***** Records for processing *****

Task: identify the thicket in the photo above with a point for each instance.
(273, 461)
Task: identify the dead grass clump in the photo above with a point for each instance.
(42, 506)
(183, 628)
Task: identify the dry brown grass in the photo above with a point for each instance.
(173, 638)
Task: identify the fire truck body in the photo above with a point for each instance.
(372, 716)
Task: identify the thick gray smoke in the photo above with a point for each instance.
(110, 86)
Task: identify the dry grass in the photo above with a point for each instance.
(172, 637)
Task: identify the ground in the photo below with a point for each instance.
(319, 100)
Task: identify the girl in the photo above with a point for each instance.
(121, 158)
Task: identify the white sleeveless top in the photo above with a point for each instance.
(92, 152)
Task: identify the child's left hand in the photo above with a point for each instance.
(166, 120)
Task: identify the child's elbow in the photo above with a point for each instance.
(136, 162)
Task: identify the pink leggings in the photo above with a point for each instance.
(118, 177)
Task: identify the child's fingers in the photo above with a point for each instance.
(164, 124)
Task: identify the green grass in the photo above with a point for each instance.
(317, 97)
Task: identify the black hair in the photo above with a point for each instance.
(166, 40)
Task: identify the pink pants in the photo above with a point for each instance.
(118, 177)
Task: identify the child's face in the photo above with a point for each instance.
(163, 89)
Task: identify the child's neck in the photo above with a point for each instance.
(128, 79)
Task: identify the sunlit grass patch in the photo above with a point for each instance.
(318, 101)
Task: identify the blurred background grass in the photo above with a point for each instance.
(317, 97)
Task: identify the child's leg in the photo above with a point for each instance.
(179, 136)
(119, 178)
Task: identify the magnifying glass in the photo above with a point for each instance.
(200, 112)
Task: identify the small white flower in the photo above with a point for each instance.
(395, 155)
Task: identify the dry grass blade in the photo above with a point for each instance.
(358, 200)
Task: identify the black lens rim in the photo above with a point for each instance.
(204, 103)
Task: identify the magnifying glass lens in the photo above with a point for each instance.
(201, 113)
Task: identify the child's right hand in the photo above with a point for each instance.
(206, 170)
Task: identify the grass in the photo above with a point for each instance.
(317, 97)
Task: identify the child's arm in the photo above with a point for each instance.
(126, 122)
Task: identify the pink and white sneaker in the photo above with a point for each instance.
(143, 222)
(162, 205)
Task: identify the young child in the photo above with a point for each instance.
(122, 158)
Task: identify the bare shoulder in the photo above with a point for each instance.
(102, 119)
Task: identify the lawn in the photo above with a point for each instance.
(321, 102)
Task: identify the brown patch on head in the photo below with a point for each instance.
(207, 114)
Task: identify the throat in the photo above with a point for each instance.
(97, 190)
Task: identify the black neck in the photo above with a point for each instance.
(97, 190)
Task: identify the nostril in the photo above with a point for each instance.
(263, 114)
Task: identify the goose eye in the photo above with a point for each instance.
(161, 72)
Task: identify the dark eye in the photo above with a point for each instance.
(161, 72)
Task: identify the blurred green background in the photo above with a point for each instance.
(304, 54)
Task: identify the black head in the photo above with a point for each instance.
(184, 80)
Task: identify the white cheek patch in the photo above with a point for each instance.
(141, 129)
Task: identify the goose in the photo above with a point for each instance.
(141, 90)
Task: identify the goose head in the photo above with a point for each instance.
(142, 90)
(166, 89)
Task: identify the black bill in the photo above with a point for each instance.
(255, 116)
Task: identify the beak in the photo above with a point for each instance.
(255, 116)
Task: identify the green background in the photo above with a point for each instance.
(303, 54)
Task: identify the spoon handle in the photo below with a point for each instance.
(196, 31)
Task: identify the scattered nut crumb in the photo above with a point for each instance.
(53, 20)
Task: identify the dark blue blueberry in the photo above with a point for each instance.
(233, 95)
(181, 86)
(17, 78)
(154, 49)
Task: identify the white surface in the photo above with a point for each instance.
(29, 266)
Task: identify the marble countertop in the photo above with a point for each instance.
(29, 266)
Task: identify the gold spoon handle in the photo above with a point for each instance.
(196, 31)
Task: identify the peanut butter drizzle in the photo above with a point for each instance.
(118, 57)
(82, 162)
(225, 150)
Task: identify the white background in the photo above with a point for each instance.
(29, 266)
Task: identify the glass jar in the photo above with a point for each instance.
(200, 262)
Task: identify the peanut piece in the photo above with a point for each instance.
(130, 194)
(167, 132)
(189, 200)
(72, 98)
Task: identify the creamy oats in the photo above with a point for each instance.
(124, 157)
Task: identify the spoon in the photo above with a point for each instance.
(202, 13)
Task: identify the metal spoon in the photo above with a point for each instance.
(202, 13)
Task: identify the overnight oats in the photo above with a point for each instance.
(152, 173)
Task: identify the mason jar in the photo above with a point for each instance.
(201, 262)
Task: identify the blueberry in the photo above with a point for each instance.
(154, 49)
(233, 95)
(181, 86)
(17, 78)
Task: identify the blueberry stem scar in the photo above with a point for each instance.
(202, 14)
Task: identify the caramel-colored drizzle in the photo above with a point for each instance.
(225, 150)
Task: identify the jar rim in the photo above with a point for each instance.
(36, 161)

*****

▶ _Exercise goal_
The full set of entries above has to be restated exactly.

▶ _Task answer_
Task: identify the thicket in the photo above with a point for each instance.
(273, 461)
Task: identify the dead grass clump in the photo above with a point for each instance.
(42, 506)
(183, 628)
Task: identify the dry brown grass in the photo above with a point for each instance.
(173, 638)
Task: identify the fire truck body in the photo above with a point for each instance.
(372, 716)
Task: identify the thick gray smoke in the photo above with a point for each instance.
(110, 86)
Task: identify the dry grass in the photo above with a point for each instance.
(172, 637)
Task: identify the ground in the photo below with a point for each instance.
(319, 100)
Task: identify the girl in the photo above with a point for each instance.
(121, 158)
Task: identify the white sleeveless top in the photo above with a point for each instance.
(92, 152)
Task: identify the child's left hand in the photo above with a point for each instance.
(166, 120)
Task: identify the child's elbow in the photo above with a point for each instance.
(136, 162)
Task: identify the pink leggings in the photo above with a point for each instance.
(118, 177)
Task: identify the child's fingers in the photo above with a point for each instance.
(164, 124)
Task: identify the green grass in the photo above with a point for each instance.
(317, 97)
Task: identify the black hair in the photo above with a point for each instance.
(166, 40)
Task: identify the pink pants in the photo above with a point for each instance.
(118, 177)
Task: identify the child's face in the photo above with a point for each instance.
(163, 89)
Task: identify the child's neck in the photo above with a point for each instance.
(128, 79)
Task: identify the sunlit grass patch in the photo above with a point for each instance.
(318, 101)
Task: identify the blurred background grass in the photo above with a point for each instance.
(317, 97)
Task: identify the child's leg in the photo above with a point for each instance.
(179, 136)
(119, 178)
Task: identify the magnifying glass in the photo above with a point for each instance.
(200, 112)
Task: identify the small white flower in the photo above with a point for each instance.
(395, 155)
Task: identify the dry grass blade in the photo above with a point for each instance.
(358, 200)
Task: identify the black lens rim in the photo above with a point for each instance.
(204, 103)
Task: identify the magnifying glass lens in the photo above with a point for each instance.
(201, 113)
Task: identify the child's right hand in the photo above with a point for each instance.
(206, 170)
Task: identify the grass in the photo above with a point for each instance.
(317, 97)
Task: identify the child's arm in the photo above with a point for each instance.
(126, 122)
Task: identify the pink and white sneaker in the photo above with a point for each instance.
(143, 222)
(162, 205)
Task: identify the young child in the photo above with a point for each instance.
(122, 158)
Task: identify the bare shoulder in the photo above with a point for each instance.
(102, 119)
Task: identify the lawn in the photo above with a point for each instance.
(321, 102)
Task: identify the brown patch on head in the photo below with a point for each instance.
(207, 114)
Task: identify the throat in the photo above with a point for each instance.
(97, 190)
Task: identify the black neck in the photo above with a point for each instance.
(97, 190)
Task: identify the nostril in the photo above with a point for each instance.
(263, 114)
Task: identify the goose eye in the photo above with a point for each instance.
(161, 72)
Task: identify the dark eye in the photo above with a point for each instance.
(161, 72)
Task: identify the blurred green background in the photo above with a point for each instance.
(304, 54)
Task: identify the black head in the photo above with a point for each instance.
(184, 80)
Task: identify the white cheek patch in the photo above with a point for each instance.
(141, 129)
Task: identify the goose in the photo above with a point for each instance.
(141, 90)
Task: identify the goose head in the photo above with a point for each instance.
(142, 90)
(166, 89)
Task: identify the black bill in the photo above with a point for each instance.
(255, 116)
Task: identify the beak in the photo above with a point for each instance.
(255, 116)
Task: identify the green background in the photo above with a point for each instance.
(303, 54)
Task: identify the spoon handle in the photo below with a point for each instance.
(196, 31)
Task: identify the scattered nut crumb in the photo above with a point for each instance.
(53, 20)
Task: identify the dark blue blueberry in the photo above with a point for each instance.
(233, 95)
(181, 86)
(17, 78)
(154, 49)
Task: identify the white surface in the photo above with a point for each instance.
(29, 266)
Task: identify the marble countertop in the photo above with a point for each instance.
(29, 266)
Task: identify the gold spoon handle in the photo above with a point for each instance.
(196, 31)
Task: identify the peanut butter drizzle in the photo above with a point for each instance.
(118, 57)
(82, 162)
(225, 150)
Task: identify the white background in the photo above with a point for each instance.
(29, 266)
Task: identify the glass jar in the photo above with a point for each instance.
(200, 262)
Task: identify the peanut piece in the photo above with a point for each instance.
(130, 194)
(167, 132)
(189, 200)
(72, 98)
Task: identify the creamy oats in the photo above with a point for each instance.
(124, 157)
Task: identify the spoon in the photo above with a point for each instance.
(202, 13)
Task: identify the metal spoon in the photo above with a point for each instance.
(202, 13)
Task: identify the overnight oats in the photo above with a point for each instance.
(152, 173)
Task: identify the mason jar in the photo above with a point for each instance.
(201, 262)
Task: identify the blueberry in the photo above with a point for each instance.
(154, 49)
(233, 95)
(181, 86)
(17, 78)
Task: identify the blueberry stem scar in the photo above with a point for each instance.
(202, 14)
Task: identify the caramel-colored drizzle in the photo above with a point for each instance.
(225, 150)
Task: identify the jar rim in the photo above with a point for each instance.
(36, 161)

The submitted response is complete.